# [SOURCE EXTRACT]
######

Eating at Findhorn Foundation: The Food Experience

Eating at Findhorn Foundation: The Food Experience
The food at Findhorn Foundation reflects sixty years of spiritual practice translated into daily meals. This is vegetarian cooking shaped by Scottish seasons, grown in soil that began as sand dunes, served in a dining room where silence sometimes falls not from rule but from collective habit. The Foundation's approach to food combines ecological necessity with spiritual intention, though visitors sometimes find the gap between these ideals and institutional reality wider than expected.
The Philosophy Behind the Plate
Findhorn's kitchen operates on vegetarian principles, with vegan options always available. The Foundation abandoned meat decades ago, initially from economic necessity, later from environmental conviction. The community's famous gardens supply produce during Scotland's brief growing season—kale and chard, potatoes and beets, the hardy crops that survive northern weather. In winter, organic suppliers fill the gaps.
The kitchen draws loosely from Ayurvedic principles, particularly the concept of food as energy rather than merely nutrition. Meals incorporate whole grains, legumes, and vegetables prepared to balance rather than excite. This isn't cuisine meant to dazzle—it's fuel for spiritual work, hearty rather than refined, with turmeric and miso appearing more frequently than butter or cream.

######

# [SUPPLIED INFORMATION]
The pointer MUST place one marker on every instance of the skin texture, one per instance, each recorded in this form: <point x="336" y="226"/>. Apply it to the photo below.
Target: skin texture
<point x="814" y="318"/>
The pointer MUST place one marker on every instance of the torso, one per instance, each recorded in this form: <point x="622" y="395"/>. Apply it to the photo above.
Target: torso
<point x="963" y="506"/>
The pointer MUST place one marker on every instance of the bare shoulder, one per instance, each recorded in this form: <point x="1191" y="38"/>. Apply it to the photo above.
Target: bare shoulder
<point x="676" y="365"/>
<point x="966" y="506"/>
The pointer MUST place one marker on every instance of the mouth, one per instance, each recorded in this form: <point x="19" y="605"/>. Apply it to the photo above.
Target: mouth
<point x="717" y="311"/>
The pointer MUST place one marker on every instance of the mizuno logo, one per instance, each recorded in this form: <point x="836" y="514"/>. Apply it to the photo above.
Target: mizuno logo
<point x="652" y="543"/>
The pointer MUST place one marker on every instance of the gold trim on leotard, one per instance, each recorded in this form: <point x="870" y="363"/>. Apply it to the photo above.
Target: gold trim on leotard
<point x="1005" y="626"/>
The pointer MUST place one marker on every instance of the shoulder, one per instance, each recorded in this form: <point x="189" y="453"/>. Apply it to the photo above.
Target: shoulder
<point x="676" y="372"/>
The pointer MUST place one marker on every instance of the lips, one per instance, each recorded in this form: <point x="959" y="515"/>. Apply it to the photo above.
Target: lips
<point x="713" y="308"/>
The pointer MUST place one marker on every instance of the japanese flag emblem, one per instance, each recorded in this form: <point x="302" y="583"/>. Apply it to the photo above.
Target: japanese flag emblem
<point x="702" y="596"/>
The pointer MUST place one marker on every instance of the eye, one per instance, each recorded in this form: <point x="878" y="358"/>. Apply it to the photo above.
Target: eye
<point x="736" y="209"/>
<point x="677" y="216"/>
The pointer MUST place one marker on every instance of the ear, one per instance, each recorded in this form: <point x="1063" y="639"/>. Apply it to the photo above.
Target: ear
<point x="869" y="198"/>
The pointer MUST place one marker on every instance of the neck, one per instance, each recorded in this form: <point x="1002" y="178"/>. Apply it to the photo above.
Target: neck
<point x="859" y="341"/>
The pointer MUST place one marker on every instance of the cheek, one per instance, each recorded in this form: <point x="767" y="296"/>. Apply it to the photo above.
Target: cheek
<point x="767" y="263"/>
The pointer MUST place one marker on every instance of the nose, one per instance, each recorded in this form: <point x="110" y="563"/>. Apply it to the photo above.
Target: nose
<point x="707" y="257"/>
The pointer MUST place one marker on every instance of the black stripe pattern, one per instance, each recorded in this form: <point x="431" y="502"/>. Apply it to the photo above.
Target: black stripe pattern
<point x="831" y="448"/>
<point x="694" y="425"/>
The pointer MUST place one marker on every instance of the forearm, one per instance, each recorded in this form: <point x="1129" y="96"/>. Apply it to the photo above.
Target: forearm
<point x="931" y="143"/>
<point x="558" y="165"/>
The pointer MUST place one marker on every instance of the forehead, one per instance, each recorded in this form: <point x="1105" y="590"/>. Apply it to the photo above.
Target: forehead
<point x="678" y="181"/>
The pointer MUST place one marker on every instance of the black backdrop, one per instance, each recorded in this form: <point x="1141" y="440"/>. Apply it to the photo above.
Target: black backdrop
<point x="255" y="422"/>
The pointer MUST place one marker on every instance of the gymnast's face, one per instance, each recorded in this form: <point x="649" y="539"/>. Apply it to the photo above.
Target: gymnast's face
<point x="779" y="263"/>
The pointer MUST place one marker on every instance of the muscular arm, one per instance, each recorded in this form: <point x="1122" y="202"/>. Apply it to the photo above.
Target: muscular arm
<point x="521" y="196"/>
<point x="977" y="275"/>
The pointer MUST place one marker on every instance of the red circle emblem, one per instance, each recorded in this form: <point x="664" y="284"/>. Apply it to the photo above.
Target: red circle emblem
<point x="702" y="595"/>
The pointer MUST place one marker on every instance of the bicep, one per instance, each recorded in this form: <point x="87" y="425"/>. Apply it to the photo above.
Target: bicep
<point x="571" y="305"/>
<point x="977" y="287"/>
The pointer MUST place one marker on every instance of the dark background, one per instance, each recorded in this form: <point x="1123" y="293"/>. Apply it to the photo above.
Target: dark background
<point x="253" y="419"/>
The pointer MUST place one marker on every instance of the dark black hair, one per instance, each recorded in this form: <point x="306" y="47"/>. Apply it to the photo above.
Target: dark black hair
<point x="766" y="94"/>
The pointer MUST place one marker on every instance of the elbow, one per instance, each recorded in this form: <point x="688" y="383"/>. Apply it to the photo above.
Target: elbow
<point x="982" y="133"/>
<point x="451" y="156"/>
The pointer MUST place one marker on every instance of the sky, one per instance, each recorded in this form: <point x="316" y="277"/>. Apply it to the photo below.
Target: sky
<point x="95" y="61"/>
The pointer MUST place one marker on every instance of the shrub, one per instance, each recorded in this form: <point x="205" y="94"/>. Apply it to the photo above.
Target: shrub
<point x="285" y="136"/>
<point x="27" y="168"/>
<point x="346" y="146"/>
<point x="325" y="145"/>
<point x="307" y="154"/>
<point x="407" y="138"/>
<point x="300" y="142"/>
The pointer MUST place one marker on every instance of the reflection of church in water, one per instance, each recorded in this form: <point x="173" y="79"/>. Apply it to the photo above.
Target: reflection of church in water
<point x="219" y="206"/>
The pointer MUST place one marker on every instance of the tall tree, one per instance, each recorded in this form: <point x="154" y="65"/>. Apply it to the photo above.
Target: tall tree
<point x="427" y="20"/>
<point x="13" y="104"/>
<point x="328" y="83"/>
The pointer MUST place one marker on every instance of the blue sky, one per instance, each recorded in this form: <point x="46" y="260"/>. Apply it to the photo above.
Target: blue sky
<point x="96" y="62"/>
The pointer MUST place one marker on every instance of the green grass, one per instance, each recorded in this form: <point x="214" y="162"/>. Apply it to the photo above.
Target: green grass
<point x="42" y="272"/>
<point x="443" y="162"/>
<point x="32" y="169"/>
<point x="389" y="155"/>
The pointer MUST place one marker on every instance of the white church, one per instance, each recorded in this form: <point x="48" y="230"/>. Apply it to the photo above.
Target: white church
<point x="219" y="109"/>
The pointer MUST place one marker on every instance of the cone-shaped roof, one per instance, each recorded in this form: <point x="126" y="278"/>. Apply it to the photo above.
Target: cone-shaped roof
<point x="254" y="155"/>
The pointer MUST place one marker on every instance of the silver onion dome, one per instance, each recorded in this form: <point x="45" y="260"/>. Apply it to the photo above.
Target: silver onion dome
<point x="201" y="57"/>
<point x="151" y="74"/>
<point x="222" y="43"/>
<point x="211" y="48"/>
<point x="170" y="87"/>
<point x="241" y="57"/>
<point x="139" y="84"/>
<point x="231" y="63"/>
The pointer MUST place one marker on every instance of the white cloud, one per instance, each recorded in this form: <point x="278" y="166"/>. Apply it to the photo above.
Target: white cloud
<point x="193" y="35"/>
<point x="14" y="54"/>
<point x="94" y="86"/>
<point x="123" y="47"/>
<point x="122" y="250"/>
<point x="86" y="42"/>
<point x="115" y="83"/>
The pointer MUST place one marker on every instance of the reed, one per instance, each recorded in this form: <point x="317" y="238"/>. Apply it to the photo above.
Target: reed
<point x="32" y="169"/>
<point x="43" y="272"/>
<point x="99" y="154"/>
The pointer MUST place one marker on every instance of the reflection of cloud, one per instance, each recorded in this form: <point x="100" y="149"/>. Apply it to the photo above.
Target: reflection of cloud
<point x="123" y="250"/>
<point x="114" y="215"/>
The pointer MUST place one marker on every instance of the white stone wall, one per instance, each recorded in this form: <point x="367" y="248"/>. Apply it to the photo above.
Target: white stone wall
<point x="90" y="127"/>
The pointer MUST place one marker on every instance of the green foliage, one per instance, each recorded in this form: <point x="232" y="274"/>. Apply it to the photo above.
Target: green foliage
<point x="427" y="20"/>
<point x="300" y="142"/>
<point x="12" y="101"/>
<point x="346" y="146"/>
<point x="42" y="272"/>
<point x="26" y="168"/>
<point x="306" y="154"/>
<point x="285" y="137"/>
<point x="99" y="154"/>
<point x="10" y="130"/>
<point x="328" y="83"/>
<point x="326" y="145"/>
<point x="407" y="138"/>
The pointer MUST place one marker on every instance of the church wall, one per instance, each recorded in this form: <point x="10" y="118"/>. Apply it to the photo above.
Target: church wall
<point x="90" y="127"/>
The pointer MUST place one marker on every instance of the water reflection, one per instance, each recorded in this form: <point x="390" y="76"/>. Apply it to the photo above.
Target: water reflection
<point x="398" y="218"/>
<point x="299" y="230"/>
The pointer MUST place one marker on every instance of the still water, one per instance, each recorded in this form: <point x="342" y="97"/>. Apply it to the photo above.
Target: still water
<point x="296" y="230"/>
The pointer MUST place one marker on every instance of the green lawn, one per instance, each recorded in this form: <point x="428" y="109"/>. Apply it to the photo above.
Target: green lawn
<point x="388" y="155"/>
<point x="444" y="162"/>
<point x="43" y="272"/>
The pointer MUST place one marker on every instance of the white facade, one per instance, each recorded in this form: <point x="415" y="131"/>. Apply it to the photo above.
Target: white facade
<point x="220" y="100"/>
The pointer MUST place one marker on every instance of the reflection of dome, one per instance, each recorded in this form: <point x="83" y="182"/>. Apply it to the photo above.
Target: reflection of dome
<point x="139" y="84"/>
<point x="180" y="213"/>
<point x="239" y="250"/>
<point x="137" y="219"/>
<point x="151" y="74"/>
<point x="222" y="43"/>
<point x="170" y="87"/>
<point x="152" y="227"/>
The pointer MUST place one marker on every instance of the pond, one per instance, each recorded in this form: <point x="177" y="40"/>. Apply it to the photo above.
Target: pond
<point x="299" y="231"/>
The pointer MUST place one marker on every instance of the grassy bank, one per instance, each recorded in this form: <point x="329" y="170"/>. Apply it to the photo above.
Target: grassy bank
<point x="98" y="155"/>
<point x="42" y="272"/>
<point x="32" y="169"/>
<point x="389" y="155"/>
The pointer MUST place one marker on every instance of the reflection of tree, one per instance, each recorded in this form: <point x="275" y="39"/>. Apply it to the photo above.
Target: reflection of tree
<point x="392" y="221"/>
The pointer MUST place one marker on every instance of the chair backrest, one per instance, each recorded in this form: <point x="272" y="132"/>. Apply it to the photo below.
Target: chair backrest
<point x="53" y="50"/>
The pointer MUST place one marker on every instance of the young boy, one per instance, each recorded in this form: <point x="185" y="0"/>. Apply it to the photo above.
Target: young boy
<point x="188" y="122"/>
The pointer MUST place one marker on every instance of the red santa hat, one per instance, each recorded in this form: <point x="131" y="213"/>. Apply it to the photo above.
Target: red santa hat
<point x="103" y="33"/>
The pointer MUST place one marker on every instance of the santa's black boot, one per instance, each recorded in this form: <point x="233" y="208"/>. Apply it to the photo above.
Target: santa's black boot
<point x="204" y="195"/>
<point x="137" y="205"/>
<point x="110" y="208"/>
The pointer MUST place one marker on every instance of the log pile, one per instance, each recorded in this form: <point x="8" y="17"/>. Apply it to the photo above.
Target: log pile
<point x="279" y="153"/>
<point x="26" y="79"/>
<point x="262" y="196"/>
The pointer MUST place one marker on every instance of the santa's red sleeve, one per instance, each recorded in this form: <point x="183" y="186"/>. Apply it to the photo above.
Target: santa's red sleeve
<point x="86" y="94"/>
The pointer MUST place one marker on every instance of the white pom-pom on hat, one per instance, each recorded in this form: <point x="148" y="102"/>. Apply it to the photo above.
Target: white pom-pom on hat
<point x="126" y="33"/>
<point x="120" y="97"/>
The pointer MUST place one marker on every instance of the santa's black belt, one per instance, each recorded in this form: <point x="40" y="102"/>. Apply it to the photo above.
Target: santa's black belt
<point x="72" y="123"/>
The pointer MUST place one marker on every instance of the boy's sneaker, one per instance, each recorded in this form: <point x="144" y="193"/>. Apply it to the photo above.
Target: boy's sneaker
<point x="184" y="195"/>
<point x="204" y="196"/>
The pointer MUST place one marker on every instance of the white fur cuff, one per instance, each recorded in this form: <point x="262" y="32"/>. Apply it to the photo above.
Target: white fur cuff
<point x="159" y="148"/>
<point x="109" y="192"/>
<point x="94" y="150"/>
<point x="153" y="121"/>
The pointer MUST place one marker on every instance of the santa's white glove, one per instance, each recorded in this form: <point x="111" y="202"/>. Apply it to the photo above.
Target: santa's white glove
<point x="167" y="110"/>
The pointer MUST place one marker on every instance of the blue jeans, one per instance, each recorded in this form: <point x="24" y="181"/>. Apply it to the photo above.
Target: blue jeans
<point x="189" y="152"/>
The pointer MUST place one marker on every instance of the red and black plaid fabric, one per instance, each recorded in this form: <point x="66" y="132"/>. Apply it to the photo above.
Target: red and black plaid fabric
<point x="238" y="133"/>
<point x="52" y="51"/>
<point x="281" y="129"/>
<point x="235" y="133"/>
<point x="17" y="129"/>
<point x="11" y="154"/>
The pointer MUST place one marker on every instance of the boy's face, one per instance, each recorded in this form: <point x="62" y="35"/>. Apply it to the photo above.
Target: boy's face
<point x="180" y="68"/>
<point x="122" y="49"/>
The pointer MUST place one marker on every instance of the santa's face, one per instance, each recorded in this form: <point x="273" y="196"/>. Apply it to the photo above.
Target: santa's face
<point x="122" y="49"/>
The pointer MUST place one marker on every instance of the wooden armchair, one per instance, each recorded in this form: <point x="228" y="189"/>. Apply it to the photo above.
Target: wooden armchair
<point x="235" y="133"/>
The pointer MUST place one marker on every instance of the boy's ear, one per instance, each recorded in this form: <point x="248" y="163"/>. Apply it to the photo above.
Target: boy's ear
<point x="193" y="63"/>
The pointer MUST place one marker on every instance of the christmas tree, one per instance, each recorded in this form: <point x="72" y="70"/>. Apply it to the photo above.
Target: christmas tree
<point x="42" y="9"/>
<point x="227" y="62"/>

######

# [QUESTIONS ON THE MATERIAL]
**A)** Summarize the passage on food at Findhorn Foundation in two sentences.
**B)** Proceed with the passage on food at Findhorn Foundation from the point where it stops.
The data play no part in the tasks that come after the text.

# [REPLIES]
**A)** Findhorn Foundation serves vegetarian meals with vegan options, drawing on its own gardens in the growing season and organic suppliers in winter, in a way that joins ecological necessity with spiritual intention. Loosely guided by Ayurvedic ideas of food as energy, the kitchen offers hearty dishes of whole grains, legumes, and vegetables meant as fuel for spiritual work rather than to dazzle.

**B)**
Daily Meals: What to Expect
Breakfast runs buffet-style from seven-thirty to nine. Porridge made with oats and water forms the backbone, accompanied by stewed fruit, nuts, seeds, and plant milk. Toast with various spreads, occasionally homemade jam from community fruit. Herbal teas outnumber conventional options. Those seeking protein find nut butters and occasionally hummus. It's a breakfast that fuels manual labor in the gardens but may leave others hunting for snacks by mid-morning.
Lunch, the main meal, typically features substantial fare: lentil shepherd's pie, vegetable curries over brown rice, pasta with seasonal vegetables, bean stews with dark bread. Salads appear year-round, though winter offerings lean heavily on root vegetables and cabbage. The cooking is competent rather than inspired—dishes that feed fifty people efficiently, seasoned cautiously for diverse palates.
Dinner arrives lighter: soup and bread, often with leftovers from lunch reimagined. The evening meal assumes people need less, a perspective some visitors embrace and others find challenging after long days of community work or workshop intensity.
The Dining Room Experience
Meals happen in the Community Centre, a functional space that accommodates waves of residents and guests. Tables seat six to eight, encouraging conversation across the community. The atmosphere blends institutional dining with intentional community—volunteers clearing plates, announcements pinned to bulletin boards, someone inevitably playing guitar in the corner during lunch.
Many meals begin with a moment of collective acknowledgment, holding hands or breathing together. This practice feels natural to some, performative to others. The room carries the comfortable wear of heavy use: mismatched chairs, tea-stained mugs, the particular acoustics of a space where thousands have eaten and talked and occasionally sang.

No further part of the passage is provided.